◆ **What is required**
Please transcribe the lines below exactly, and leave every image behind.

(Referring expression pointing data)
● ● ●

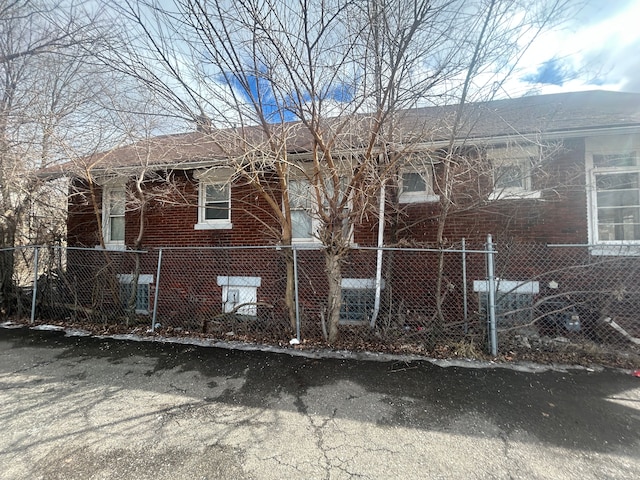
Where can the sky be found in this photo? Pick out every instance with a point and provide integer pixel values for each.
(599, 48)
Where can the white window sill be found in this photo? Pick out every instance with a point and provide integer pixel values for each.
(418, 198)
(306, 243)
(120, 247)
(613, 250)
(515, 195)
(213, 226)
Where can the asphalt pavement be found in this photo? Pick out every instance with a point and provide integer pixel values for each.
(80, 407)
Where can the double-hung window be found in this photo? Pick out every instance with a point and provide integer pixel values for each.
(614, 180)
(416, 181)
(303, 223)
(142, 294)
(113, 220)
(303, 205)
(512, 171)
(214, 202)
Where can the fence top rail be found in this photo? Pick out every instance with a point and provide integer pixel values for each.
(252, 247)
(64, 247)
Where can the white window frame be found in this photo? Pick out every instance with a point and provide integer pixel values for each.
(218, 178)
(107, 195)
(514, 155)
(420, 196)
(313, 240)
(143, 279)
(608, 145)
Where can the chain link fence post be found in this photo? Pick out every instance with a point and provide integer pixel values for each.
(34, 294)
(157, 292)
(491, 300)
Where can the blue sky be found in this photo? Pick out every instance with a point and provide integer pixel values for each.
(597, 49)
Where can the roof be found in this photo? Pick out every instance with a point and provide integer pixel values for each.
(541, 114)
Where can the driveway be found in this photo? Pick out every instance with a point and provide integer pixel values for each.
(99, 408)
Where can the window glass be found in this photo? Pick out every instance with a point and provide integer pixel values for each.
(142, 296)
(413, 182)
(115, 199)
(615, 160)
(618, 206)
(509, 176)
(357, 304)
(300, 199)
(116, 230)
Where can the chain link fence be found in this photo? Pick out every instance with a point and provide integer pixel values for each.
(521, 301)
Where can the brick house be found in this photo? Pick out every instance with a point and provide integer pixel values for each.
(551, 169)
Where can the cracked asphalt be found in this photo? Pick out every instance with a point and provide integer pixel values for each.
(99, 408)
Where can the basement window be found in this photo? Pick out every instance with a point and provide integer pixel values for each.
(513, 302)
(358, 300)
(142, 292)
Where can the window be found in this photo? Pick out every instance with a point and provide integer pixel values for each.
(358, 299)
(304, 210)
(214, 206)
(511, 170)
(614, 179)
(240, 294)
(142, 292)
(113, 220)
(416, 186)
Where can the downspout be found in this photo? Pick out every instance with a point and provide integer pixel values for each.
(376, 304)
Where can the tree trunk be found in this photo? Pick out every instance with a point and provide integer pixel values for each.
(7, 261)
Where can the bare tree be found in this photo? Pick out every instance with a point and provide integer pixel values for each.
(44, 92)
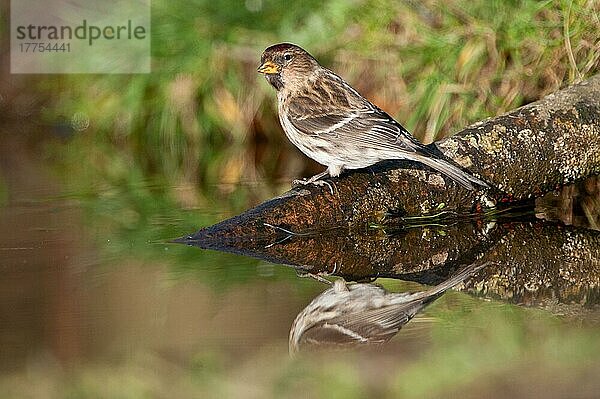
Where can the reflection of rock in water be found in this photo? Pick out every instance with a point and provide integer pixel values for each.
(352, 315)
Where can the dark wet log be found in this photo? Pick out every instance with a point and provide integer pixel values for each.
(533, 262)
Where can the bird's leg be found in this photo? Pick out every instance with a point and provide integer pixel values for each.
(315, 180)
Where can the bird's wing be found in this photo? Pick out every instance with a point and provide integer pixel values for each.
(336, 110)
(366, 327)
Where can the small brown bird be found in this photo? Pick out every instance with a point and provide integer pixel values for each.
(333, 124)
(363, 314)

● ● ●

◆ **Answer space**
Where can the sky be found in this photo? Pick out every instance with a point and provide integer pixel values for each.
(599, 48)
Where can the white window sill be found in this photo? Pick out every instance with a point and provide integer pixel values for each.
(418, 198)
(306, 243)
(120, 247)
(613, 250)
(515, 195)
(213, 226)
Where can the asphalt pavement be found in this photo? Pick out every instance with a point and provide integer pixel values for each.
(80, 407)
Where can the double-hung window be found in this photo? Pick out every instance with a point and provide integer pixel values for each.
(614, 180)
(416, 181)
(303, 223)
(142, 294)
(113, 220)
(303, 205)
(512, 171)
(214, 202)
Where can the fence top rail be found in this photo? Pick out every instance with a point and provide integer pixel values for each.
(252, 247)
(64, 247)
Where can the white window frame be found in this photo? Pick out every instance with a point and provide integer pixel values for each.
(218, 178)
(107, 195)
(514, 155)
(420, 196)
(313, 240)
(143, 279)
(608, 145)
Where can the chain link fence post be found in this photo? Pick out every instance with a point and provide integer pixel values for each.
(34, 294)
(157, 292)
(491, 300)
Where can the blue sky be found in this photo? Pick out every instance with a point and provide integer pixel values for each.
(597, 49)
Where can the roof be found in this photo? Pick out every instance with a point and provide integer pixel values for each.
(541, 114)
Where can the driveway be found in this photo? Pick out every instance with a point and provide integer pixel values for each.
(99, 408)
Where can the window glass be found in this photo? Pick out every instance with a point and provide integer pixel values for each.
(142, 296)
(413, 182)
(115, 199)
(615, 160)
(618, 206)
(509, 176)
(357, 304)
(300, 199)
(116, 230)
Where can the chain link fence be found in this photo? Pick out every instance with a point and provide integer pixel values for each.
(521, 301)
Where can the brick house be found in this photo? Pick out every instance with a point and provide integer pixel values for each.
(551, 169)
Where can the cracked asphalt be found in this photo? Pick out every instance with a point and provide integer pixel values for each.
(99, 408)
Where can the basement window be found in this photo? Pick out every instance with a point and provide integer pixel values for each.
(513, 302)
(358, 300)
(142, 292)
Where can the window be found in this photo? Pick out every instance with a point and provide integer pixel values for each.
(358, 299)
(304, 210)
(214, 206)
(511, 170)
(614, 179)
(240, 294)
(142, 292)
(113, 220)
(416, 186)
Where can the downspout be found in this photo? Pick out every instance with a point and provide integer pixel values for each.
(376, 304)
Where can the tree trunk be found in this photo? Pick out every instance with a point and provide integer pixel values for each.
(7, 261)
Where can the bare tree be found in this photo? Pick out every instance with a point and provide integer pixel values for each.
(44, 92)
Where can the reflection of rock in water be found in this photo? Pick out every instance with a point and provide integer pixel values for each.
(352, 315)
Where can the dark wet log be found in this photo? Pick out every instance with a point and provide integer pixel values for each.
(533, 262)
Where can the bird's leg be found in this photo? Pick out every instance with a point and provide integer pixel values for each.
(315, 180)
Where can the bird's wing be found in this photo? Pick out every instance with a point and provide integer pixel values for each.
(336, 110)
(366, 327)
Where can the small brown bird be found in this photo? Pick out every instance with a point and provide integer pixel values for each.
(333, 124)
(363, 314)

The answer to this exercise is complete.